Sul fronte del supporto alle piccole imprese e della valorizzazione dell’artigianato, interessante il caso di Amazon USA che lancia il servizio di e-commerce HANDMADE dedicato alle piccole imprese artigiane e quello di Facebook che ha annunciato la nascita di Facebook Shop, una vetrina con shop online per i prodotti handmade.
Altro effetto del lockdown è stato il proliferare dei webinar e delle riunioni tramite piattaforme online, convegni e persino fiere; pioniere di questa esperienza sarà il Macfrut, che sperimenterà la versione digitale, dall’8 al 10 settembre 2020, diventando la prima fiera virtuale della filiera, consentendo di avere uno stand online, organizzare meeting e seguire i convegni.
Ma se durante la pandemia il digitale ha reso evidente la sua utilità, facendo rilevare un incremento di utilizzo anche nella fascia di età più adulta (baby boomers) che vede un aumento di user del +25% (dati GfK), quale sarà la propensione verso questi servizi, una volta che i consumatori potranno tornare alla vita di prima? Riuscirà il digitale a mantenere il suo livello di servizio e restare una modalità di fruizione amata dal consumatore?
Probabilmente sì, almeno in parte: dall’indagine GfK risulta che l’83% di coloro che hanno testato il servizio di spesa online per la prima volta, dichiara che continuerà a farla anche nel post-Covid; stessa cosa per l’80% delle persone che hanno “testato” lo smart working.
L’essenziale è ricordare che il digitale deve essere un mezzo, e non un fine, e, come tutte le innovazioni, deve portare un effettivo valore al consumatore. Pertanto, le tre regole d’oro per chi vuole approcciare questo strumento sono quelle che valgono in generale per tutti i servizi:
il digitale deve essere un facilitatore, immediato e semplice da usare.

Deve generare vantaggi o ridurre difficoltà al cliente (velocizzare un servizio, non dover uscire di casa, avere offerte dedicate, predisporre liste, memorizzare le preferenze, ecc.); deve essere vissuto in un’ottica omnicanale: la customer journey del consumatore è complessa e articolata e brand e aziende devono essere in grado di raggiungere il proprio target in momenti differenti ma tra essi correlati, per guidare il consumatore dal negozio fisico a quello digitale, dall’esperienza social all’home delivery.
Se il digitale saprà realizzare tutto questo, e certamente lo farà, allora questa rivoluzione non potrà che crescere e traghettarci in un mondo più digital e più smart.
####
> [Domande]
1. Rispondi alle domande sul brano dedicato al digitale dopo la pandemia.
(a) In quali giorni si terrà la versione digitale del Macfrut?
(b) Di quanto sono aumentati gli user nella fascia dei baby boomers, secondo i dati GfK?
(c) Quale percentuale di chi ha provato per la prima volta la spesa online dichiara che continuerà a farla nel post-Covid?
2. Ricopia dal brano dedicato al digitale dopo la pandemia il passaggio che va da "Ma se durante" fino a "lo smart working." compreso.
Per svolgere l'esercizio le voci elencate non servono.

> [Voci elencate]
####
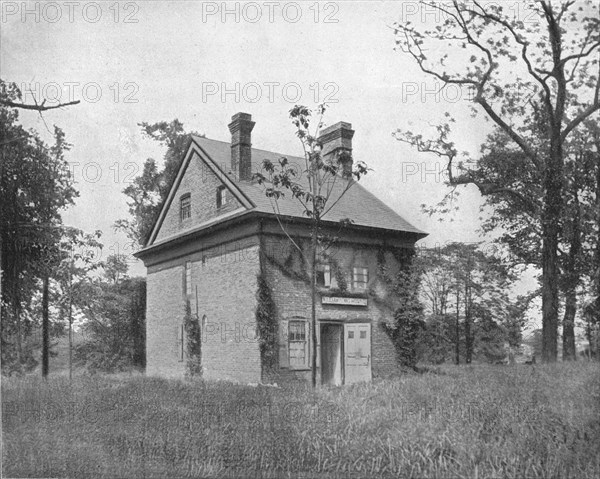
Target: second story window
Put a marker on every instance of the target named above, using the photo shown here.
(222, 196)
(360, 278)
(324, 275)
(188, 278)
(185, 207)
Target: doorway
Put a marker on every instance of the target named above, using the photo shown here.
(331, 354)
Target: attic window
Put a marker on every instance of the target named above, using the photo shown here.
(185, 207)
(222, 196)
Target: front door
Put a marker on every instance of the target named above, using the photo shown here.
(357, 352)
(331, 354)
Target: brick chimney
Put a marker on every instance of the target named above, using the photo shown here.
####
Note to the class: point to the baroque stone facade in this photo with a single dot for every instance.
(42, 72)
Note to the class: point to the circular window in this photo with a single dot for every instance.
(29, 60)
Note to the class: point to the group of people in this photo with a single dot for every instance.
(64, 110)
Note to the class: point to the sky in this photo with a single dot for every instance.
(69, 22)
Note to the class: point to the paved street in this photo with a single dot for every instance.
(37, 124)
####
> [Soluzioni]
1.
(a) Dall'8 al 10 settembre 2020.
(b) Del +25%.
(c) L'83%.

2.
Ma se durante la pandemia il digitale ha reso evidente la sua utilità, facendo rilevare un incremento di utilizzo anche nella fascia di età più adulta (baby boomers) che vede un aumento di user del +25% (dati GfK), quale sarà la propensione verso questi servizi, una volta che i consumatori potranno tornare alla vita di prima? Riuscirà il digitale a mantenere il suo livello di servizio e restare una modalità di fruizione amata dal consumatore?
Probabilmente sì, almeno in parte: dall’indagine GfK risulta che l’83% di coloro che hanno testato il servizio di spesa online per la prima volta, dichiara che continuerà a farla anche nel post-Covid; stessa cosa per l’80% delle persone che hanno “testato” lo smart working.